Roger Stark of the Washington Policy Center examines the reality and trend
Roger Stark
Washington Policy Center
The political left continues to claim that prescription drug prices are too high. Although the Democrats lost the battle over the “Build Back Better” proposed legislation, the Biden Administration is pushing for some type of price control on prescription drugs. The Washington State Legislature created a drug-pricing committee this last session. (here) Ostensibly, this committee will only deal with high-priced orphan-specialty drugs, but clearly this opens the door to price controls on other brand-name and generic drugs.
The Trump Administration claimed and others on the political right now claim that prescription drug prices are actually decreasing. What is the reality?
As we have pointed out before, the entire scheme of drug pricing is very complex and can be viewed from several different perspectives. (here)
Let’s start with the consumer price index or CPI. The U.S. Bureau of Labor Statistics began tracking the CPI for prescription drugs in 1935. The price of the tracked-drugs showed an average increase inflation rate of 3.34 percent between 1935 and 2022. This is high, however, the overall average increase in inflation for the same time period was 3.54 percent. (here) In other words, based on the CPI, drug prices have increased at a lower rate than overall inflation.
Over the past few years, the CPI for prescription drugs has actually shown a decrease in prices. (here) However, the CPI only tracks a small sampling of prescription drugs (20 of the most recently purchased at any given retail pharmacy) and does not include drugs dispensed at other facilities or high priced drugs. So while technically accurate, the CPI captures only a small number of prescribed drugs.
Another issue is the role of middle-men in the purchase of drugs. Pharmacy benefit management companies (PBMs) often determine the final price that patients pay for drugs. They set prices, offer rebates, and play a big role in getting drugs on hospital and insurance formularies.
For example, Express Scripts is a PBM and published a report in 2018 on drug pricing for the 2017 year. (here) The company found that spending on common prescription drugs went down by 5.8 percent, however, spending on specialty drugs went up by 9.4 percent. And the critical issue was that the specialty drugs accounted for 45 percent of overall drug spending.

-=-=-=-=-

→ **Apply what you read**
[1] According to the drug pricing article, why does the CPI give only a limited picture of prescription drug prices?
[2] Can you echo the stretch of the drug pricing article from "For example, Express" through "overall drug spending."?

→ **Data supplied**
-=-=-=-=-

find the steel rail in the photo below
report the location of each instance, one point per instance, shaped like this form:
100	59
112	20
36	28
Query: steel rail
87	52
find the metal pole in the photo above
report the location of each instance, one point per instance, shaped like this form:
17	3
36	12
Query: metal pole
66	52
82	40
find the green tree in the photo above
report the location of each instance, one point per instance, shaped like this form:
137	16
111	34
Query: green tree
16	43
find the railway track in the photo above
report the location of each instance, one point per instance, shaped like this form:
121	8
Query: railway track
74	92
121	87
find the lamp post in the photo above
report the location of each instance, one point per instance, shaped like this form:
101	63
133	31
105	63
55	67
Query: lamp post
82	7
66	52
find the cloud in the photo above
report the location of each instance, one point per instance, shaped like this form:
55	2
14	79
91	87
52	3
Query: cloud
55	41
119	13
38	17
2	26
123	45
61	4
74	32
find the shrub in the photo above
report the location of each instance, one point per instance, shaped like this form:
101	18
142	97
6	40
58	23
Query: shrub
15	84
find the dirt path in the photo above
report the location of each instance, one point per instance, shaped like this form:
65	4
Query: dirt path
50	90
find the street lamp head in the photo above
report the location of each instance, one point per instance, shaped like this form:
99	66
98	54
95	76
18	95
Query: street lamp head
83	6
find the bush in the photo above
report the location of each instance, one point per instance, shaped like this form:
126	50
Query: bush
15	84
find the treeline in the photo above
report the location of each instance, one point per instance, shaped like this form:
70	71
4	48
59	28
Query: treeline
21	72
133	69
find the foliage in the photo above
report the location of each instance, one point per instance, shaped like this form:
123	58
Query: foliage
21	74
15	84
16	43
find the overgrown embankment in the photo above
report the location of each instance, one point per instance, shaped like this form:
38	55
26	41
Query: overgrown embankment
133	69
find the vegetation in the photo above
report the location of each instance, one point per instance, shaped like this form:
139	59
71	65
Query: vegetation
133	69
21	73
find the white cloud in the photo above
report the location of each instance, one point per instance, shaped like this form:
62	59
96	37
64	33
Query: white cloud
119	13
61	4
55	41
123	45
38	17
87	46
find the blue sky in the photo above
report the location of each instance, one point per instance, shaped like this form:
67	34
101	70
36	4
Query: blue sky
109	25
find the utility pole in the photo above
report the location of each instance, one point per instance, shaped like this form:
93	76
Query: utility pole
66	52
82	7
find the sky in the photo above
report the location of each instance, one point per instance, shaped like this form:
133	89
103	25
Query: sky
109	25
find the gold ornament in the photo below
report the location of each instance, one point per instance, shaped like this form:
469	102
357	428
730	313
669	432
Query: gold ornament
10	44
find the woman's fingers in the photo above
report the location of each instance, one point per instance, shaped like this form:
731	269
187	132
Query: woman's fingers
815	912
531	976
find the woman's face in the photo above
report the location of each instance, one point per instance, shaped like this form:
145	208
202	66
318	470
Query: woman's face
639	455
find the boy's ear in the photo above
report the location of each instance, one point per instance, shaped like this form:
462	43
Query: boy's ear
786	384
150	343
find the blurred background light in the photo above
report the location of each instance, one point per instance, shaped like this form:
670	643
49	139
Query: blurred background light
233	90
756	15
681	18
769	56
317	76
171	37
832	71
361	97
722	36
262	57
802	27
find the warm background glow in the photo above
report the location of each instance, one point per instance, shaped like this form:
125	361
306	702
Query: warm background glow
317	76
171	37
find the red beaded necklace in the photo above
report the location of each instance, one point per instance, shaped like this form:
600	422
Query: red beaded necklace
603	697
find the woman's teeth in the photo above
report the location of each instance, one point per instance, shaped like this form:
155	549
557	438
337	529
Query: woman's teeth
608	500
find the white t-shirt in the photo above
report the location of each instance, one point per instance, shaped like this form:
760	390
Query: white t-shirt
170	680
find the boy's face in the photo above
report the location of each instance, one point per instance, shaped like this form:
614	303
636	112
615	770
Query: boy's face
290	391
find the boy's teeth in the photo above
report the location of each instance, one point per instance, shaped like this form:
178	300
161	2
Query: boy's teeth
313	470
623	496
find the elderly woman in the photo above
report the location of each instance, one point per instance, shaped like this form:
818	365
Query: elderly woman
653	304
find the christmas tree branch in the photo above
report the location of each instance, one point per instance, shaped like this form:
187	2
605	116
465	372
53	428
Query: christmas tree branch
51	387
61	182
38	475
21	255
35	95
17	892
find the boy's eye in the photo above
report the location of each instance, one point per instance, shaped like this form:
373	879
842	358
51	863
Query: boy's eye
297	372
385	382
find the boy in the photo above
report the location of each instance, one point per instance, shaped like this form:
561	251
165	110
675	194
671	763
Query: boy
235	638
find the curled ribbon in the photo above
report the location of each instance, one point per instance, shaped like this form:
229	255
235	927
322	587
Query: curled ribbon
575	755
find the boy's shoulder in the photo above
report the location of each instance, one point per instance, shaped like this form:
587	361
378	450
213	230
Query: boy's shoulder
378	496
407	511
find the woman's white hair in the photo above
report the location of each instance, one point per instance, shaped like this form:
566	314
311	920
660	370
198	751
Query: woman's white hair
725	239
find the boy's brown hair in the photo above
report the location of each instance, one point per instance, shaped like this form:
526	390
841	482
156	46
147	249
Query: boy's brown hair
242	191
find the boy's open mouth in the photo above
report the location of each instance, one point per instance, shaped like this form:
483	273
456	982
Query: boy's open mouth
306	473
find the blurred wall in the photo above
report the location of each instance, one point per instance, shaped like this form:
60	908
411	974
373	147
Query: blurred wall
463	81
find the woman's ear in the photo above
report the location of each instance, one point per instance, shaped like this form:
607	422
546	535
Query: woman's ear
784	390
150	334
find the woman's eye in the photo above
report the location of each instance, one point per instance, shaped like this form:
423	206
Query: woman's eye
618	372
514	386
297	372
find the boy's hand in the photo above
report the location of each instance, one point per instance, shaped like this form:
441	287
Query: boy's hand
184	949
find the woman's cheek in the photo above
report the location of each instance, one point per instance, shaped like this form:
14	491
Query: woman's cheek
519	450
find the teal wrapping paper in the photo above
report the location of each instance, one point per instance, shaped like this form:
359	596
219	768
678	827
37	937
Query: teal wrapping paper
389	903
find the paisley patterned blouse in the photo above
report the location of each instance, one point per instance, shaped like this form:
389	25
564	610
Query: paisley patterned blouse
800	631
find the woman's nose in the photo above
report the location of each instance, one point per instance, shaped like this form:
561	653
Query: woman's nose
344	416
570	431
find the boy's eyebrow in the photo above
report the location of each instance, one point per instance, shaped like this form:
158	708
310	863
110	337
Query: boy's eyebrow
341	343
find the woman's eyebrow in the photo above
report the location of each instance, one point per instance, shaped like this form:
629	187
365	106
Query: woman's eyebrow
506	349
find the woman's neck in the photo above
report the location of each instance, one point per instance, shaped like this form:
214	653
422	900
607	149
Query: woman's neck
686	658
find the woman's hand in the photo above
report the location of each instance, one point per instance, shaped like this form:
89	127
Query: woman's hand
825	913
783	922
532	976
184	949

-=-=-=-=-

→ **Written answers**
[1] The CPI tracks only a small sample of prescription drugs: 20 of the most recently purchased at any given retail pharmacy. It leaves out drugs dispensed at other facilities and high-priced drugs. Its figures are technically accurate but cover only a small number of prescribed drugs.

[2]
For example, Express Scripts is a PBM and published a report in 2018 on drug pricing for the 2017 year. (here) The company found that spending on common prescription drugs went down by 5.8 percent, however, spending on specialty drugs went up by 9.4 percent. And the critical issue was that the specialty drugs accounted for 45 percent of overall drug spending.